Your goal ▸ Write the next part of the passage about the right to photograph police in public, starting after its final sentence.

Text section ▸
If a fellow stranded motorists can legally film traffic jam “entertainment;” if a tourist can walk around freely filming their experience of a new town; if a citizen can take a selfie with an Irish Guard outside of Buckingham Palace; why can’t that same citizen snap a picture of N.Y.P.D.’s finest scarfing down a delicious Bavarian Cream donut or better yet, roughly arresting another citizen at a public protest? The rational answer is, “they can.” Nothing says you cannot so you can. In a day-and-age where security cameras are on the exterior of most buildings, intersections are equipped with traffic cameras, and Google has brought a photographic view of the entire world into our own offices and living room, a person would be hard-pressed to claim an expectation of privacy in normal public space. Certainly, what goes on in broad daylight on a public street is fair game for any and all to witness and document accordingly.

Supplied information ▸

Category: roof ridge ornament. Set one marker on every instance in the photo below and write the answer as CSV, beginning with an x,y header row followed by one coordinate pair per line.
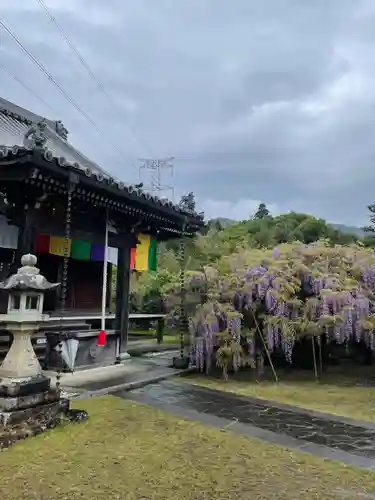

Reply to the task ▸
The issues can become a little complex when we start talking about more than snapping photographs or video. Most video recordings also record audio. Additionally, there may certainly be situations where a citizen may want to create an audio recording without law enforcement or governmental officials knowing. This is the approach taken by some popular police interaction tools such as the Oh Crap App. The reason being is that a citizen is more likely to caputure the “true character” of a governmental official when the official is not aware they are being recorded compared to when they are staring down the lens of a video camera.
In a vast majority of states, including Iowa, this is a non-issue. Citizens are free to create audio recordings of things that take place in public. For the sake of brevity we will not delve into the finer points of one-party vs. two-party recording states as it pertains to conversations and communications that take place outside of the public realm where one of the parties may be considered to have an expectation of privacy in their conversation. This too is a discussion for another time. It suffices to say that in the vast majority of states, no law specifically prohibits citizens from recording whatever is audible to the general public. Citizens in those states are free to record away simply based upon the fact that no law says they cannot.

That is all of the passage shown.